Start of READING TEXT

UC Benchmark Template

A reproducible machine learning pipeline for time series classification on the UCR Time Series Archive.

Project Organization

├── LICENSE            <- Open-source license if one is chosen
├── Makefile           <- Makefile with convenience commands like `make data` or `make train`
├── README.md          <- The top-level README for developers using this project.
├── data
│   ├── external       <- Data from third party source - UCRBenchmark_2018.zip and its metadata file
│   ├── interim        <- Intermediate data that has been transformed.
│   ├── processed      <- The final, canonical data sets for modeling.
|   │   ├── raw_splits <- fixed labels and dropped nans in original train/test split from unzipped folders
|   │   ├── kan        <- tarin/validation/test split
|   │   └── mlp        <- train/test split
│   ├── results        <- Results produced after training and evaluation.
│   └── raw            <- Original, immutable data dump.
│
├── docs               <- A default mkdocs project; see www.mkdocs.org for details
│
├── models             <- Trained and serialized models
│   ├── inceptiontime  <- Saved InceptionTime models
│   ├── kan            <- Saved Kolmogorov–Arnold Network models
│   └── mlp            <- Saved MLP models
│
│
├── pyproject.toml     <- Project configuration file with package metadata for 
│                         ucr_benchmark_template and configuration for tools like black
│
├── references         <- Data dictionaries, manuals, and all other explanatory materials.
│
├── reports            <- Generated analysis as HTML, PDF, LaTeX, etc.
│   └── figures        <- Generated graphics and figures to be used in reporting
│
├── requirements.txt   <- The requirements file for reproducing the analysis environment, e.g.
│                         generated with `pip freeze > requirements.txt`
│
├── setup.cfg          <- Configuration file for flake8
│
├── dvc.yaml           <- DVC pipeline definition file
│
├── params.yaml        <- Parameters for preprocessing and training
│
└── ucr_benchmark_template.   <- Source code for use in this project.
    │
    ├── __init__.py             <- Makes ucr_benchmark_template a Python module
    │
    ├── __main__.py             <- Optional main execution entry point
    │
    ├── config.py               <- Shared configuration and paths
    │
    ├── dataset.py              <- Functions to load or prepare datasets
    │
    ├── analyze_results.py      <- Analyze and summarize results across models
    │
    ├── save_results.py         <- Save metrics and metadata into CSV logs
    │
    ├── preprocessing          
    |   |  
    │   ├── preprocessors       
    |   |   ├── __init__.py     
    |   |   ├── mlp.py          <- Preprocesses data for MLP (train/test split)
    |   |   └── kan.py          <- Preprocesses data for KAN (train/val/test split)

End of READING TEXT

▶ [REQUIRED TASK 1]
Retype, among the rows, the lines starting with the line that contains "Is there any green" and going on through the line that contains "left=26, top=106, right=64, bottom=145".

Start of EXERCISE INPUT

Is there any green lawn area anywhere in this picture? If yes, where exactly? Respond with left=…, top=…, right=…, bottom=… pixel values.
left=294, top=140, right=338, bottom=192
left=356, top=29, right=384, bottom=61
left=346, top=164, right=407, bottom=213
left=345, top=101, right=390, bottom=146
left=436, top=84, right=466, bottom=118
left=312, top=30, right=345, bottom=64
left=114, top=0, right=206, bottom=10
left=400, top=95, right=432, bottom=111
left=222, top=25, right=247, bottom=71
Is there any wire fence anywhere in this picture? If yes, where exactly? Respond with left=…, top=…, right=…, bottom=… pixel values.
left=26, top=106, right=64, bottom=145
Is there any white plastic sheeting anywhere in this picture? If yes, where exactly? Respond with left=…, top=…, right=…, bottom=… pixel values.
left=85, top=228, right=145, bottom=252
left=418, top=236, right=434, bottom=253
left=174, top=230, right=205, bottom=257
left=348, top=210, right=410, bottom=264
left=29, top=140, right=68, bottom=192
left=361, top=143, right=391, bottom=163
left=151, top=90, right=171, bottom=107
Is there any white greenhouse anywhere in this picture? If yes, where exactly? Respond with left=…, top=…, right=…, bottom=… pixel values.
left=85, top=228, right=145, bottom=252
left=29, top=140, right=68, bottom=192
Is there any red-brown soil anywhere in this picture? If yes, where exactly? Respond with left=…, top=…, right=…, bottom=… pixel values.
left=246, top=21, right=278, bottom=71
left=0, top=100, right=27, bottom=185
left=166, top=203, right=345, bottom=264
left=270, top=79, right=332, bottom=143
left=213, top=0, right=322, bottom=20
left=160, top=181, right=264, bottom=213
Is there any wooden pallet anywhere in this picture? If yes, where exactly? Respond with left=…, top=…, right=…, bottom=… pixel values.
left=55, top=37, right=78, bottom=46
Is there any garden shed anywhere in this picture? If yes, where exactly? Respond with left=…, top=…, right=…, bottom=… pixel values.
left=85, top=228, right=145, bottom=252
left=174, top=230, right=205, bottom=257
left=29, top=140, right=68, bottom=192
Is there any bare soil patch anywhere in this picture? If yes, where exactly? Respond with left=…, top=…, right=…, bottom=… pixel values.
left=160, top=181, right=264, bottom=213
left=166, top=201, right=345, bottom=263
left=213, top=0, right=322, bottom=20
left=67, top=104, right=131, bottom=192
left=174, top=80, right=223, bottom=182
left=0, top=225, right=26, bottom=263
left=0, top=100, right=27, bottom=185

End of EXERCISE INPUT
Start of EXERCISE INPUT

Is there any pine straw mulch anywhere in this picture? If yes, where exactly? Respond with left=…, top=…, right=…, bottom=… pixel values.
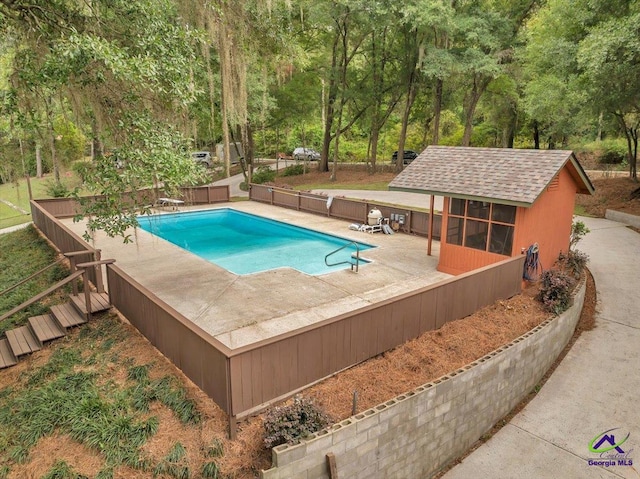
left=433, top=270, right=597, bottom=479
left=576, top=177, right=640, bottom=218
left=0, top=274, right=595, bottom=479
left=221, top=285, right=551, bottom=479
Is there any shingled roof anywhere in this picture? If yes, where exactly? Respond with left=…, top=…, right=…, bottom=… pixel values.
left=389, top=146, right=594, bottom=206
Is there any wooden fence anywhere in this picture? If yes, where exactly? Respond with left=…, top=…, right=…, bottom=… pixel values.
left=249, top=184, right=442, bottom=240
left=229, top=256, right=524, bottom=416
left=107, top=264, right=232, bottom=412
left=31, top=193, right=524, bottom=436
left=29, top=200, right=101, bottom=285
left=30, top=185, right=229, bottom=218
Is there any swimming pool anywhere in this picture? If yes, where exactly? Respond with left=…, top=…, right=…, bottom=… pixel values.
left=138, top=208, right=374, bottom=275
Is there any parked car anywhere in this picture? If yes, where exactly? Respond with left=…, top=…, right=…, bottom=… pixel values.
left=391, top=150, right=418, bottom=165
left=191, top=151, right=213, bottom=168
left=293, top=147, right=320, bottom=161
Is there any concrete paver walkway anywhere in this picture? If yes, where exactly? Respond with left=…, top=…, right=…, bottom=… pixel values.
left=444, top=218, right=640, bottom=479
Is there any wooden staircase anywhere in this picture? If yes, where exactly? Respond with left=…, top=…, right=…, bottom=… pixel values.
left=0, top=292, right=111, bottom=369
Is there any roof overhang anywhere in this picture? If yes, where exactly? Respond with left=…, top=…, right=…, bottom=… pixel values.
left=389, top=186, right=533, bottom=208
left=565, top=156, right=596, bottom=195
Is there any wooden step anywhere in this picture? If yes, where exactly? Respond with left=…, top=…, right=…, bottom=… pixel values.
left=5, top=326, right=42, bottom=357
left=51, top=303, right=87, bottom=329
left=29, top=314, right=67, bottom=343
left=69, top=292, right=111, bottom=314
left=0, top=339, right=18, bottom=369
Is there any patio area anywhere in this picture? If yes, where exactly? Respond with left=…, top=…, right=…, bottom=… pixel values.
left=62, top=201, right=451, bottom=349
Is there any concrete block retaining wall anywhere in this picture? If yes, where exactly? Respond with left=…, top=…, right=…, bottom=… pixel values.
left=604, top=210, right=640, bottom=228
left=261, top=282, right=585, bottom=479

End of EXERCISE INPUT

▶ [REQUIRED TASK 2]
In the project README, which file holds the parameters for preprocessing and training?

▶ [CORRECT RESPONSE 1]
Is there any green lawn area anywhere in this picture? If yes, where exactly? Respond with left=…, top=…, right=…, bottom=… pixel values.
left=294, top=140, right=338, bottom=192
left=356, top=29, right=384, bottom=61
left=346, top=164, right=407, bottom=213
left=345, top=101, right=390, bottom=146
left=436, top=84, right=466, bottom=118
left=312, top=30, right=345, bottom=64
left=114, top=0, right=206, bottom=10
left=400, top=95, right=432, bottom=111
left=222, top=25, right=247, bottom=71
Is there any wire fence anywhere in this picture? If yes, where exactly? Respond with left=…, top=…, right=…, bottom=… pixel values.
left=26, top=106, right=64, bottom=145

▶ [CORRECT RESPONSE 2]
params.yaml